Written instruction => Print the listing below line for line, changing nothing.

Data lines =>
::::

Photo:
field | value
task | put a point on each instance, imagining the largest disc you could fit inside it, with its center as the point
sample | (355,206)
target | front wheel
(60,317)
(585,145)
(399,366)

::::

Written reply =>
Photo:
field | value
task | put a point on each instance, imagining the largest disc you could fit inside it, with its center as the point
sample | (355,206)
target | front wheel
(60,317)
(585,145)
(399,366)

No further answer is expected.